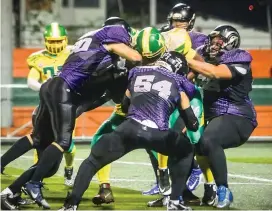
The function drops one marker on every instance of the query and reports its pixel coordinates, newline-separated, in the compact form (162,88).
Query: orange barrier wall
(89,122)
(261,65)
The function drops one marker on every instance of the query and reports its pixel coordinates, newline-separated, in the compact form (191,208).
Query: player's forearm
(34,84)
(203,68)
(189,119)
(88,106)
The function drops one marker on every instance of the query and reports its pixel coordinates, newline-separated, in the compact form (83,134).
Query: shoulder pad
(32,58)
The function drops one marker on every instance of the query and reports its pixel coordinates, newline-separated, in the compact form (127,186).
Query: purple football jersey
(89,58)
(231,96)
(155,94)
(197,39)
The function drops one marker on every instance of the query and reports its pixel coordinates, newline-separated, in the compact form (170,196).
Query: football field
(249,167)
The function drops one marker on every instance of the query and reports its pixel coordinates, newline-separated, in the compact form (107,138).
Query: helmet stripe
(145,40)
(55,29)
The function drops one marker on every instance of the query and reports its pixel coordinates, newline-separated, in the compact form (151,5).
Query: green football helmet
(55,38)
(150,44)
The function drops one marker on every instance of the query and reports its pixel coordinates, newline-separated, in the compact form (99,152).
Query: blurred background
(22,26)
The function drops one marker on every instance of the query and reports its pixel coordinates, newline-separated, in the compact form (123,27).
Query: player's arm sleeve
(188,51)
(187,87)
(33,79)
(187,113)
(126,102)
(238,70)
(117,35)
(88,106)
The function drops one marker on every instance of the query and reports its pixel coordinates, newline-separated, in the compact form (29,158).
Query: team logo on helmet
(150,43)
(55,37)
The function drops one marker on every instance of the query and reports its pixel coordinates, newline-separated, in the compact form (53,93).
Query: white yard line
(149,164)
(143,180)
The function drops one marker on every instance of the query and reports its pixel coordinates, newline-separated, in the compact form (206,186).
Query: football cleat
(66,206)
(225,197)
(68,177)
(8,203)
(210,196)
(159,202)
(153,191)
(190,198)
(195,179)
(164,182)
(33,189)
(180,206)
(104,196)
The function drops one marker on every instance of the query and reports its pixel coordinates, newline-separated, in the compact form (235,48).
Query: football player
(151,89)
(183,16)
(45,64)
(229,113)
(84,76)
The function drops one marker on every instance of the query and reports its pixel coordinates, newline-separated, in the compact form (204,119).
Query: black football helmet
(117,21)
(184,13)
(228,34)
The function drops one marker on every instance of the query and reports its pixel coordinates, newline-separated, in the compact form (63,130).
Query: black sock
(195,164)
(16,186)
(19,148)
(84,176)
(154,163)
(218,165)
(49,158)
(179,173)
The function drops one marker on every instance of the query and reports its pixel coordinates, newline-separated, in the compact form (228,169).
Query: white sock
(176,202)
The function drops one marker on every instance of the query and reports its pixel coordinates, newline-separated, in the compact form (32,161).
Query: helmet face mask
(150,44)
(55,37)
(222,38)
(184,14)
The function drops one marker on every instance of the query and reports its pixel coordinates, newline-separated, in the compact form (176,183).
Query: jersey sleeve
(238,70)
(34,74)
(186,86)
(117,34)
(32,60)
(188,51)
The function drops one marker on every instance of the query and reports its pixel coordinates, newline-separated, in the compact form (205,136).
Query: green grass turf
(55,192)
(256,160)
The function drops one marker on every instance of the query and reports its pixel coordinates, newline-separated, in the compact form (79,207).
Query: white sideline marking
(143,180)
(149,164)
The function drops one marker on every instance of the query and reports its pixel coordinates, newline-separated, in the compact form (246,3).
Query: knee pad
(205,145)
(65,144)
(54,169)
(92,159)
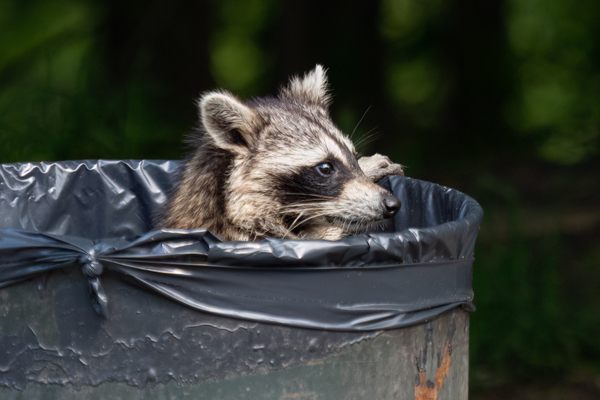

= = = = =

#### What the exercise asks:
Give only the count of lines in the data above that contain the string "helmet", with case counting.

#### Solution below:
5